> [Exercise]
Leaving out each picture, transcribe the lines of the listing below exactly from the first through the line that contains "q=narrow street".

----------

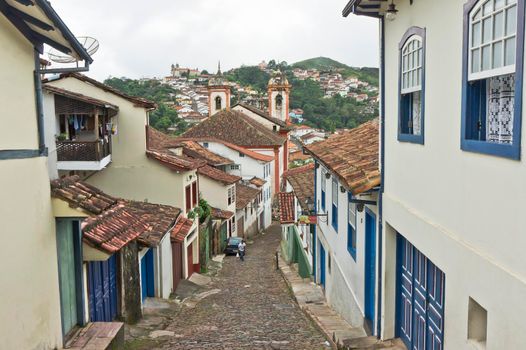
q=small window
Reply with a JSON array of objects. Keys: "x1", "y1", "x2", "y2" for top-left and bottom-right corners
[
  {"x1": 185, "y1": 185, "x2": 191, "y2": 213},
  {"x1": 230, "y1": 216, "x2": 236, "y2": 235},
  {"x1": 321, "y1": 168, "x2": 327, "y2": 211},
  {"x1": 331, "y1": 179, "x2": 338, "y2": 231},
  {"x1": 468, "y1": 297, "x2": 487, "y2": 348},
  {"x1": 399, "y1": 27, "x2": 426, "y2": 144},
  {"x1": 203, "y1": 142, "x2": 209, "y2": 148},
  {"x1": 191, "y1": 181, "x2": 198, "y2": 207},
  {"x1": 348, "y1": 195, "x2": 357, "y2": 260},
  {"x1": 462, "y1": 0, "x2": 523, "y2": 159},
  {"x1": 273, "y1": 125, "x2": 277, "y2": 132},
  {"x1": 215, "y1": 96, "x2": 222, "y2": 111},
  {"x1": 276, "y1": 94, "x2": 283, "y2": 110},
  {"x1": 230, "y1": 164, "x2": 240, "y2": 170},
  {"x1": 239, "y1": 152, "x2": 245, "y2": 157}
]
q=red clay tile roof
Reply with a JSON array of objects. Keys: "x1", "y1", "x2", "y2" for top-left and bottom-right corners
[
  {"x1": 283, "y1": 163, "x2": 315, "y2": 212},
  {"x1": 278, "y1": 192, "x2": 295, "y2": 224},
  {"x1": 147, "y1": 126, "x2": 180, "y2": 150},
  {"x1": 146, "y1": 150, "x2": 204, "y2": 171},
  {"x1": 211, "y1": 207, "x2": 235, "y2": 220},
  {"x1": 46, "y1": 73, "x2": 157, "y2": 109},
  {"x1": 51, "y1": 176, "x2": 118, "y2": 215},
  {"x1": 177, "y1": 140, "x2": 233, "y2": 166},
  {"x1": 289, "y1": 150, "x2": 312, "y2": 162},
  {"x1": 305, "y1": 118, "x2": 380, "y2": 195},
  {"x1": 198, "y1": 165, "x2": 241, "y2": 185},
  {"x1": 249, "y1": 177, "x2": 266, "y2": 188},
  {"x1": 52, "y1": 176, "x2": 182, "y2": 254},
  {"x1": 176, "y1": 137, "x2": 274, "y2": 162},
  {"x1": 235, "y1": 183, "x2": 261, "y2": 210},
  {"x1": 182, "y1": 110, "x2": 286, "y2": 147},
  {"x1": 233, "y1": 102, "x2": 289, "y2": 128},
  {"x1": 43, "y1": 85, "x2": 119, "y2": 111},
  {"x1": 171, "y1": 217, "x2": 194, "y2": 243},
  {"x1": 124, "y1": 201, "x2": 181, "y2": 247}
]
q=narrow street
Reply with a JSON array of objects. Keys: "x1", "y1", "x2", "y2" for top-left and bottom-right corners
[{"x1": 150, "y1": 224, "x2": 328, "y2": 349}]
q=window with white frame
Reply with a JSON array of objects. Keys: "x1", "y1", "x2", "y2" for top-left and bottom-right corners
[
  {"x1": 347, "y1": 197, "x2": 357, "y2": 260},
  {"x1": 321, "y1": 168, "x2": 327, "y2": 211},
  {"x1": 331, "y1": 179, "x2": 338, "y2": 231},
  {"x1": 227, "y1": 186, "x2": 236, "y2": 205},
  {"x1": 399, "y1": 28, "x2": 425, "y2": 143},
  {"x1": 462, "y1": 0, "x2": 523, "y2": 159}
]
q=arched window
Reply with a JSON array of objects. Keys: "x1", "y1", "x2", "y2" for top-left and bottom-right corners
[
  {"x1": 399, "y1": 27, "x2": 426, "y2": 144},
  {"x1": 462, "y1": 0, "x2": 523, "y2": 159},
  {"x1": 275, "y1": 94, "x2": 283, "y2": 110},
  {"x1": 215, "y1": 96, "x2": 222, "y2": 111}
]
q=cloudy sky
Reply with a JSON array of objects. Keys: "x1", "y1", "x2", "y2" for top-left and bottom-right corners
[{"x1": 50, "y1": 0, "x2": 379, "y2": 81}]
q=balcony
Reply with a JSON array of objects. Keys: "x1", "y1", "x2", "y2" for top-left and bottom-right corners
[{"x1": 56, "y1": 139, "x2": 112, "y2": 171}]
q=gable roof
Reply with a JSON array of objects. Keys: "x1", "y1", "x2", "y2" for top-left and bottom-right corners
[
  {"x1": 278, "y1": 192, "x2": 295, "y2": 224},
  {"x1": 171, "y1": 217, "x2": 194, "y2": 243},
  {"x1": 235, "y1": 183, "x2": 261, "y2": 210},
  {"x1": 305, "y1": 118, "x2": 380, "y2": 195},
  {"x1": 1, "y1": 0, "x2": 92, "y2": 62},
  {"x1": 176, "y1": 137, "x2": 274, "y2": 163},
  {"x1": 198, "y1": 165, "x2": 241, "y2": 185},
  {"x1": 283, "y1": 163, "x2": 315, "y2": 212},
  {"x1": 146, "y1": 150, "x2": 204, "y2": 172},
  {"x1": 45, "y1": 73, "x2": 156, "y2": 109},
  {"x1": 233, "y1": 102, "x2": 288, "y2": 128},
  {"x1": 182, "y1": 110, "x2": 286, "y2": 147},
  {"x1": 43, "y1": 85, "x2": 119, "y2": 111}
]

----------

> [Completed task]
q=small window
Reply with a JSON array of objects. Keys: "x1", "y1", "x2", "y2" for top-left and bottom-right corners
[
  {"x1": 185, "y1": 185, "x2": 191, "y2": 213},
  {"x1": 230, "y1": 216, "x2": 236, "y2": 235},
  {"x1": 321, "y1": 168, "x2": 327, "y2": 211},
  {"x1": 331, "y1": 179, "x2": 338, "y2": 231},
  {"x1": 468, "y1": 297, "x2": 487, "y2": 348},
  {"x1": 399, "y1": 27, "x2": 426, "y2": 144},
  {"x1": 203, "y1": 142, "x2": 209, "y2": 148},
  {"x1": 191, "y1": 181, "x2": 198, "y2": 207},
  {"x1": 348, "y1": 195, "x2": 357, "y2": 260},
  {"x1": 462, "y1": 0, "x2": 523, "y2": 159},
  {"x1": 273, "y1": 125, "x2": 277, "y2": 132},
  {"x1": 215, "y1": 96, "x2": 222, "y2": 111},
  {"x1": 276, "y1": 94, "x2": 283, "y2": 110},
  {"x1": 230, "y1": 164, "x2": 240, "y2": 170},
  {"x1": 239, "y1": 152, "x2": 245, "y2": 157}
]
q=red clay tile roof
Reply with a JSON array of objects. Keys: "x1", "y1", "x2", "y2" for top-left and bottom-right corners
[
  {"x1": 283, "y1": 163, "x2": 315, "y2": 212},
  {"x1": 278, "y1": 192, "x2": 295, "y2": 224},
  {"x1": 147, "y1": 126, "x2": 180, "y2": 150},
  {"x1": 146, "y1": 150, "x2": 204, "y2": 171},
  {"x1": 211, "y1": 207, "x2": 235, "y2": 220},
  {"x1": 46, "y1": 73, "x2": 157, "y2": 109},
  {"x1": 51, "y1": 176, "x2": 118, "y2": 215},
  {"x1": 177, "y1": 140, "x2": 233, "y2": 166},
  {"x1": 289, "y1": 150, "x2": 312, "y2": 162},
  {"x1": 305, "y1": 118, "x2": 380, "y2": 195},
  {"x1": 198, "y1": 165, "x2": 241, "y2": 185},
  {"x1": 249, "y1": 177, "x2": 266, "y2": 188},
  {"x1": 52, "y1": 176, "x2": 182, "y2": 254},
  {"x1": 176, "y1": 137, "x2": 274, "y2": 162},
  {"x1": 235, "y1": 183, "x2": 261, "y2": 210},
  {"x1": 182, "y1": 110, "x2": 286, "y2": 147},
  {"x1": 233, "y1": 102, "x2": 289, "y2": 128},
  {"x1": 43, "y1": 85, "x2": 119, "y2": 111},
  {"x1": 171, "y1": 217, "x2": 194, "y2": 243},
  {"x1": 124, "y1": 201, "x2": 181, "y2": 247}
]
q=narrow street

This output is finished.